= Text under study =

Ecc. 8:11-12 Because the sentence against an evil deed is not executed quickly, therefore the hearts of the sons of men among them are given fully to do evil.  Although a sinner does evil a hundred times and may lengthen his life, still I know that it will be well for those who fear God, who fear Him openly.
(2) We live in a self-oriented society that says “do your own thing,” This is a society that is therefore given over to instant gratification. We have instant everything: instant tea, instant oatmeal, quick rice, TV dinners, and microwave cooking. We can jump into an automobile and either whiz across town in minutes, across most regions in a few hours, or board a plane and 12 hours later be in abroad.
(3) We watch a TV program and see family conflicts or national conflicts resolved in one hour, or at the most in a mini-series, four hours, but in reality, these things often require months and even years to resolve or change.
The younger generation today has the mentality of wanting and expecting to have all the material blessings and advantages their parents have. The difference is the parents often had to wait years to accumulate what they have. Young people are not willing to save, do without, and wait.
We want what we want when we want it which is usually right now, or preferably, yesterday. So, because we are accustomed to immediate gratification, we are too often unwilling to wait for the results of biblical sowing. Sowing what is good and waiting on the Lord and His timing. So we take matters into our own hands. We run ahead of the Lord. We employ our own strategies and methods:
  • We light our own firebrands to light our path (Isa. 50:11)
  • Build our own cisterns, but they are broken and hold no water (Jer. 2:13)
  • We lean on the arm of the flesh, our own ability, rather than lean on the arm of the Lord (Jer. 17:5-7)
We don’t want to wait on the Lord! We want to reap without sowing! But the Psalmist, in his determination to wait patiently on the Lord, wrote:
Psalm 130:5-6 I wait for the Lord, my soul does wait, And in His word do I hope. My soul waits for the Lord More than the watchmen for the morning; Indeed, more than the watchmen for the morning.

Data for finding objects from plain-language descriptions
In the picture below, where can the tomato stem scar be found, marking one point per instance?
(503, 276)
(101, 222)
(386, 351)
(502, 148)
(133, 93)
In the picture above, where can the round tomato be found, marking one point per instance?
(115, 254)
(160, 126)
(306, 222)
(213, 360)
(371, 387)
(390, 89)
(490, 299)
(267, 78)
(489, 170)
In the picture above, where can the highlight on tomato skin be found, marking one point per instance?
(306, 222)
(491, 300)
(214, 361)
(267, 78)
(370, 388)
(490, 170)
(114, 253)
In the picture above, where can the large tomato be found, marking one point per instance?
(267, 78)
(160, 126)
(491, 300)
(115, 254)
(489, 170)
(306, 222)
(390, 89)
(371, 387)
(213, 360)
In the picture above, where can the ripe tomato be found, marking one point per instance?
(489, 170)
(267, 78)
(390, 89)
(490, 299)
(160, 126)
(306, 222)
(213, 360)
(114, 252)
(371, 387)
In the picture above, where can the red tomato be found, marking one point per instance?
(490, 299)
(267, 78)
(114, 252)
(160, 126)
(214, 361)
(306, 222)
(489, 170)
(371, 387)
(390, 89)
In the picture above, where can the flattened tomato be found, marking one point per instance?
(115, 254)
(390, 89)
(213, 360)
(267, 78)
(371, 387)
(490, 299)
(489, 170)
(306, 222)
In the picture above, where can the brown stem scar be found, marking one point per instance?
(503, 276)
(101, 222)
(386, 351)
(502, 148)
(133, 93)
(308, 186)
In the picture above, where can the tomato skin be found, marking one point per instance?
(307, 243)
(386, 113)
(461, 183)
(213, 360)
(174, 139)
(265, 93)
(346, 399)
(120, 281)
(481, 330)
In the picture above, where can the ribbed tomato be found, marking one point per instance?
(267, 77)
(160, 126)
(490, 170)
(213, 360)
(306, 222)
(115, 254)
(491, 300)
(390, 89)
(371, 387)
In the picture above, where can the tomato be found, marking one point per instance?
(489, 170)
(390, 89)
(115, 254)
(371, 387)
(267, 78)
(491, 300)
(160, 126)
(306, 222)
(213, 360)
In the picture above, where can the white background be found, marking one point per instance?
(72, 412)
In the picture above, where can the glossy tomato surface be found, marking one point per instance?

= Activities =
(a) Translate this sentence from the text on instant gratification into Spanish: "Young people are not willing to save, do without, and wait."
(b) Resume the text on instant gratification and waiting on the Lord, starting after its last sentence.
None of the lines are needed for what comes next.

= Results for the exercise =
(a) Los jóvenes no están dispuestos a ahorrar, a privarse de cosas y a esperar.

(b)
Unfortunately, because many Christians today tend to operate more on emotional sentiment rather than on biblical content, they have little or no faith and fail to sow for a later reaping or fail to have the perspective of laying up treasures in heaven. The Psalmist knew that envy, fretting over the prosperity of others, was really a matter of faith and seeing life from an eternal perspective. So he wrote:
Psalm 37:7-9 Rest in the Lord and wait patiently for Him; do not fret because of him who prospers in his way, Because of the man who carries out wicked schemes.  Cease from anger, and forsake wrath; Do not fret, it leads only to evildoing.  For evildoers will be cut off, but those who wait for the Lord, they will inherit the land.
In the context of the Lord’s exhortation for us to lay up heavenly treasure, we would do well to remember His words of rebuke to disciples, “oh men of little faith” (Matt. 6:30).
The Law of the Harvest says, “We sow in one season; we reap in another.” No harvest comes the moment the seed is planted, but it must wait for God’s appointed time. This should be both a warning against sowing evil (Pr. 9:16: “the wicked is snared by the work of his own hands”), and an encouragement for sowing good seed (1 Cor. 15:58: “Therefore, my beloved brethren, be steadfast, immovable, always abounding in the work of the Lord, knowing that your toil is not in vain in the Lord”).